> _Desafíos_
1. Reproduce palabra por palabra el texto completo sobre el documental The Act of Killing.
2. Identifica cada línea de las filas en la que aparece la palabra "stone" y cópiala.

> _Sección del documento_
+--
Anwar Congo es el asesino número 41. Anwar, protagonista del documental más extraño, original y poderoso de las últimas décadas, es uno de los muchos asesinos que el norteamericano Joshua Oppenheimer filmó en Indonesia desde el año 2003 hasta el 2005 como parte del proceso de investigación que culminó con The Act of Killing [El acto de matar]. El documental muestra a Anwar y a sus colegas asesinos disfrazados y maquillados, dramatizando torturas, asesinatos, tomas de pueblos y golpizas que ellos mismos realizaron en el periodo de represión posterior al golpe de Estado fallido en 1965. En plena Guerra Fría, Indonesia fue de los pocos países asiáticos que Estados Unidos no perdió. Desde entonces y hasta 1998, la dictadura de Suharto gobernó con mano firme, manteniendo a raya la oposición, abriendo el país a la inversión extranjera y, de paso, robando a manos llenas. La familia de Suharto figura entre las más ricas del mundo según Forbes.

“En menos de un año –como se declara al inicio del documental–, con la ayuda directa de gobiernos occidentales, más de un millón de ‘comunistas’ fueron asesinados. El Ejército usó paramilitares y gánsteres para ejecutar los asesinatos. Estos hombres han estado en el poder –y han perseguido a sus opositores– desde entonces”. Del millón de víctimas calculadas, Anwar ejecutó mil. Era y aun es un gánster reconocido de Sumatra del norte, una de las islas más grandes de Indonesia, con una población de 50 millones. En el documental se le ve a Anwar intercambiando anécdotas de los asesinatos con el director del periódico de Medan, capital de Sumatra del Norte. Posa en fotos con el gobernador y luego explica junto a un parlamentario cómo las juventudes paramilitares Pancasila hacen negocios por medio de la extorsión y garantizan la seguridad de la provincia. “Demostramos nuestro potencial cuando exterminamos a los comunistas –afirma el parlamentario ante la cámara de Oppenheimer–, la gente poderosa se dio cuenta de que si no cuidan a los gánsteres, es muy peligroso”. Anwar fue el padre fundador de Pancasila, grupo instrumental en la ejecución del genocidio, aún activo en Indonesia.
+--
> _Datos de la tarea_
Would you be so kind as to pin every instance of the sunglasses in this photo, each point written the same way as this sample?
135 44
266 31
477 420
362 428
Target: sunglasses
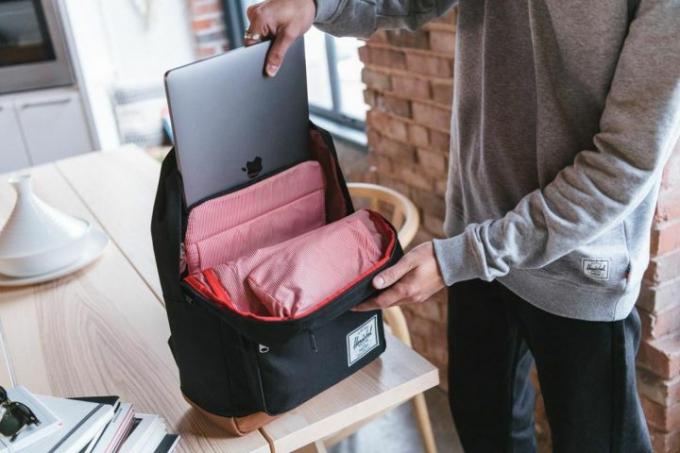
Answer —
16 417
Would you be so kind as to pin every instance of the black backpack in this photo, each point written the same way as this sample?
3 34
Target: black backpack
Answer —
234 366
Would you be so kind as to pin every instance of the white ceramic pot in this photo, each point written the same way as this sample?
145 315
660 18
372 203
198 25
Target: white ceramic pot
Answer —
37 238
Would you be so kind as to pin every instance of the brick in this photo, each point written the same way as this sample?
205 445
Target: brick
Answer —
429 64
393 105
665 442
429 202
663 268
433 160
665 392
418 135
387 125
403 38
443 41
440 141
661 356
432 116
658 324
666 237
411 87
410 176
387 57
442 92
660 297
665 419
382 164
384 145
374 79
370 97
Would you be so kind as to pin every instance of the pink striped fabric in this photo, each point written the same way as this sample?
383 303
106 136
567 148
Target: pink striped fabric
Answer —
290 278
268 212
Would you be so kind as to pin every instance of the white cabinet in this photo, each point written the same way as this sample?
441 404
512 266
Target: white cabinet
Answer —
53 125
41 126
12 150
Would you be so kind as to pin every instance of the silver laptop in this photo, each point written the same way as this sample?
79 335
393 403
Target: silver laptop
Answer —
232 124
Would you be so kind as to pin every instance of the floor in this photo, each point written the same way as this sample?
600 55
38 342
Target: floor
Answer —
397 432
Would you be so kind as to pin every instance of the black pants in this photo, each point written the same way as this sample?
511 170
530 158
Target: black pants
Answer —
586 371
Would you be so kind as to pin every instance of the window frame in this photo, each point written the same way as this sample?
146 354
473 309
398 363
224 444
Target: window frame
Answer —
234 19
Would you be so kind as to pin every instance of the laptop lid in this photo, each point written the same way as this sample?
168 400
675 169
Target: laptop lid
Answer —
232 124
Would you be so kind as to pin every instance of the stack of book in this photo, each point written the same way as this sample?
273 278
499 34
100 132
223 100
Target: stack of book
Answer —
96 424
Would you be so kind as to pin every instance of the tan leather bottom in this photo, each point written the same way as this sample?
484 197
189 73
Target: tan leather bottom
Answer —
237 426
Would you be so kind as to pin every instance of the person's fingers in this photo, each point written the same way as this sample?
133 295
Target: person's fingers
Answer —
400 292
282 42
259 27
392 274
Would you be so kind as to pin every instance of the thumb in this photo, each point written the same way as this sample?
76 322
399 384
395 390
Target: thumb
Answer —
278 50
392 274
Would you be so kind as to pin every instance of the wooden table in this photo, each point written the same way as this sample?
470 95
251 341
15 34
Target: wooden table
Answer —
103 329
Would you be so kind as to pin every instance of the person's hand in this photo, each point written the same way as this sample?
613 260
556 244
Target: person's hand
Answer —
413 280
283 20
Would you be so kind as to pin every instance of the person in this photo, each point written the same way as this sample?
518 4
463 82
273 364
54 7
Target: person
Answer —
564 114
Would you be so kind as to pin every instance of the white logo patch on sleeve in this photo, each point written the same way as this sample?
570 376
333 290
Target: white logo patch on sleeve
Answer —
595 269
362 340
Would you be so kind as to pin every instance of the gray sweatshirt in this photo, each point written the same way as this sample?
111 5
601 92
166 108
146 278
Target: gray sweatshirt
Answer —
565 113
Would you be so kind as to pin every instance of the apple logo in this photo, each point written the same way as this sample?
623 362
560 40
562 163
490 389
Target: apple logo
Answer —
253 168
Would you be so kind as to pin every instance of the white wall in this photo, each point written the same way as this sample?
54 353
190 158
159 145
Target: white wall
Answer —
113 43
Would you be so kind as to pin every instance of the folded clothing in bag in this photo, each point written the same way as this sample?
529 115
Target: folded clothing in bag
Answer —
292 278
293 334
268 212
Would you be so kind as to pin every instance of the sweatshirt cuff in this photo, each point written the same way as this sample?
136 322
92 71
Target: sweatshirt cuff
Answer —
456 259
327 10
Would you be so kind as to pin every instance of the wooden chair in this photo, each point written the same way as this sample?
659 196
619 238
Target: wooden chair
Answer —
405 217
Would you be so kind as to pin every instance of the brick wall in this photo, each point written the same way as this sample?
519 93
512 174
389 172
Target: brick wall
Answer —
207 25
659 306
408 78
408 86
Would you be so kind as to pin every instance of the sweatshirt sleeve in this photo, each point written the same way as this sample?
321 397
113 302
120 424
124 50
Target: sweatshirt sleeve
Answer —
361 18
639 127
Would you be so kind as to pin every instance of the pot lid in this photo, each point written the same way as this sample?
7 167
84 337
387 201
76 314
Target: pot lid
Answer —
34 226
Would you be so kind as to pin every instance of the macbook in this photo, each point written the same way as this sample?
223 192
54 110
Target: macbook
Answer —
232 124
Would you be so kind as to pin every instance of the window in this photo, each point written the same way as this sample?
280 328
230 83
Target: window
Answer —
333 74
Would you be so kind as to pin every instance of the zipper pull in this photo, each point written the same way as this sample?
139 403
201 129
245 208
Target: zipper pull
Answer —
312 340
182 258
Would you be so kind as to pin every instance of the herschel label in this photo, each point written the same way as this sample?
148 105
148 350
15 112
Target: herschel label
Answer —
362 340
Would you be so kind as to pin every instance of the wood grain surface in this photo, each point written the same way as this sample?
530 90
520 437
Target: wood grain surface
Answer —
103 329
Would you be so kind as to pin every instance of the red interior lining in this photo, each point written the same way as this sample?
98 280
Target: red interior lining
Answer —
216 291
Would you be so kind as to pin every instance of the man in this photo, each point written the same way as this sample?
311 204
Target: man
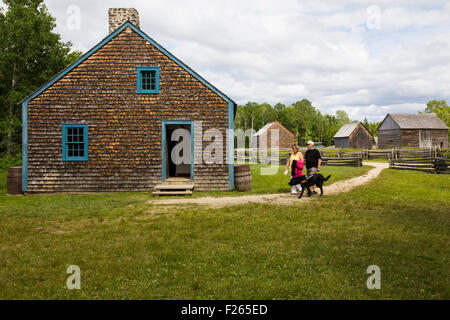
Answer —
313 161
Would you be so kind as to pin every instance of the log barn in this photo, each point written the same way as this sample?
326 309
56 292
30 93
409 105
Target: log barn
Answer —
412 131
273 134
107 122
353 135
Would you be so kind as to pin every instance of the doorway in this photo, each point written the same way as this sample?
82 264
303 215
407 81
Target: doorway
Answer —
177 149
425 139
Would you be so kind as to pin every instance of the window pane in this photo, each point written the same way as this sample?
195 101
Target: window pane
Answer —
148 80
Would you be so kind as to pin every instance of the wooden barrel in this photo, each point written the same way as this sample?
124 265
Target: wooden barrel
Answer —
242 178
14 181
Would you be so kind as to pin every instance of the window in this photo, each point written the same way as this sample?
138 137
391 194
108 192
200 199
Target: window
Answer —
148 80
75 142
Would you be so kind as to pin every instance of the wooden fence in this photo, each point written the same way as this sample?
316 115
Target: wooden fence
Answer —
424 164
349 161
430 159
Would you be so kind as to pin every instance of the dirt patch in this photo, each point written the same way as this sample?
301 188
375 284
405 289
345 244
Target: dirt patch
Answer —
286 199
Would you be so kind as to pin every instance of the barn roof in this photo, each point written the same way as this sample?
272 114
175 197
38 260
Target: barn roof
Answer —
346 130
417 121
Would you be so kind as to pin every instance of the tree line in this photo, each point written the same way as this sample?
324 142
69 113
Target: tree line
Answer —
32 54
304 120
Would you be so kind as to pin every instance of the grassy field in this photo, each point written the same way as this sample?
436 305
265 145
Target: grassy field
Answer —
128 249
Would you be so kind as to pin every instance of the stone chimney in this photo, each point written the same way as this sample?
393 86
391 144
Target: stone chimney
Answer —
118 16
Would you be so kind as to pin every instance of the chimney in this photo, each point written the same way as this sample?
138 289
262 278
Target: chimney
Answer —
118 16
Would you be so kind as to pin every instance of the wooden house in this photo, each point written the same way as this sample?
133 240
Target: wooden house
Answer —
108 121
353 135
412 130
273 134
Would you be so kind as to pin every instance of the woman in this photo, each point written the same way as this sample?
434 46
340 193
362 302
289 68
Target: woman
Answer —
296 156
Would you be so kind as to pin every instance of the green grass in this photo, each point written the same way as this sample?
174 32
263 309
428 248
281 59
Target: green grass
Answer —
129 249
269 182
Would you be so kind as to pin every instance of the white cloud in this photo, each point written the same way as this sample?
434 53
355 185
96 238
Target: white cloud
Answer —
283 51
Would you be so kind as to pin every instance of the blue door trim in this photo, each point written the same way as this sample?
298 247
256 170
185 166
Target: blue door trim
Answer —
164 123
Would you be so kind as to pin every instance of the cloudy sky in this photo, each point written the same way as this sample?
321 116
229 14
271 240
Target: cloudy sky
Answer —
366 57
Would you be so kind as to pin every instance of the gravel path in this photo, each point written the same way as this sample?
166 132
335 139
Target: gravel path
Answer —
287 199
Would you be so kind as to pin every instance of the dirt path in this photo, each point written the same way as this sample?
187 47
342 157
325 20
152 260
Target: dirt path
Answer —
338 187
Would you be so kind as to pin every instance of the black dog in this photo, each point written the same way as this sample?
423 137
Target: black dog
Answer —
316 180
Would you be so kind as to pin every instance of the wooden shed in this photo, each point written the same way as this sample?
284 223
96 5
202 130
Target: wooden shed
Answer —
273 134
412 130
353 135
111 121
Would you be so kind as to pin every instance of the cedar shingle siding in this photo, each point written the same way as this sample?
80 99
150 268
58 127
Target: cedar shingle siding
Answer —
124 127
266 137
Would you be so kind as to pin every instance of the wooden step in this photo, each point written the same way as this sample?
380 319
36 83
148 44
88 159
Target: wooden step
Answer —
174 187
172 193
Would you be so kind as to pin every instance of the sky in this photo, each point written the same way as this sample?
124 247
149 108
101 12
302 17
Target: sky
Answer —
368 58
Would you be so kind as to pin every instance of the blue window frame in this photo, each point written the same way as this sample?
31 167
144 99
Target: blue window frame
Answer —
75 142
148 80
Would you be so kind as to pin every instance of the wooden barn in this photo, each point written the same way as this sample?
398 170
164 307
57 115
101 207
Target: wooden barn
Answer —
353 135
111 121
273 134
412 130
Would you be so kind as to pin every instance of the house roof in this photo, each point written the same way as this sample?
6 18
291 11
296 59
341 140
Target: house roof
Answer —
417 121
128 24
346 130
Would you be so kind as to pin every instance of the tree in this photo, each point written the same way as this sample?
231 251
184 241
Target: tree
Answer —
31 54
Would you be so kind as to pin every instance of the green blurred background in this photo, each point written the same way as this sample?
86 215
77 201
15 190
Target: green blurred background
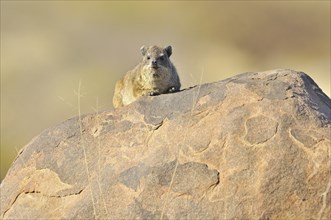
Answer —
47 47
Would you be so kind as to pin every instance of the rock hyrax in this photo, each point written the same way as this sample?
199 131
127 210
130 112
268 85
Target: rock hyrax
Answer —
+--
> _Respuestas completas_
1.
Anwar Congo es el asesino número 41. Anwar, protagonista del documental más extraño, original y poderoso de las últimas décadas, es uno de los muchos asesinos que el norteamericano Joshua Oppenheimer filmó en Indonesia desde el año 2003 hasta el 2005 como parte del proceso de investigación que culminó con The Act of Killing [El acto de matar]. El documental muestra a Anwar y a sus colegas asesinos disfrazados y maquillados, dramatizando torturas, asesinatos, tomas de pueblos y golpizas que ellos mismos realizaron en el periodo de represión posterior al golpe de Estado fallido en 1965. En plena Guerra Fría, Indonesia fue de los pocos países asiáticos que Estados Unidos no perdió. Desde entonces y hasta 1998, la dictadura de Suharto gobernó con mano firme, manteniendo a raya la oposición, abriendo el país a la inversión extranjera y, de paso, robando a manos llenas. La familia de Suharto figura entre las más ricas del mundo según Forbes.

“En menos de un año –como se declara al inicio del documental–, con la ayuda directa de gobiernos occidentales, más de un millón de ‘comunistas’ fueron asesinados. El Ejército usó paramilitares y gánsteres para ejecutar los asesinatos. Estos hombres han estado en el poder –y han perseguido a sus opositores– desde entonces”. Del millón de víctimas calculadas, Anwar ejecutó mil. Era y aun es un gánster reconocido de Sumatra del norte, una de las islas más grandes de Indonesia, con una población de 50 millones. En el documental se le ve a Anwar intercambiando anécdotas de los asesinatos con el director del periódico de Medan, capital de Sumatra del Norte. Posa en fotos con el gobernador y luego explica junto a un parlamentario cómo las juventudes paramilitares Pancasila hacen negocios por medio de la extorsión y garantizan la seguridad de la provincia. “Demostramos nuestro potencial cuando exterminamos a los comunistas –afirma el parlamentario ante la cámara de Oppenheimer–, la gente poderosa se dio cuenta de que si no cuidan a los gánsteres, es muy peligroso”. Anwar fue el padre fundador de Pancasila, grupo instrumental en la ejecución del genocidio, aún activo en Indonesia.

2.
Would you be so kind as to pin every instance of the stone chimney in this photo, each point written the same way as this sample?
Target: stone chimney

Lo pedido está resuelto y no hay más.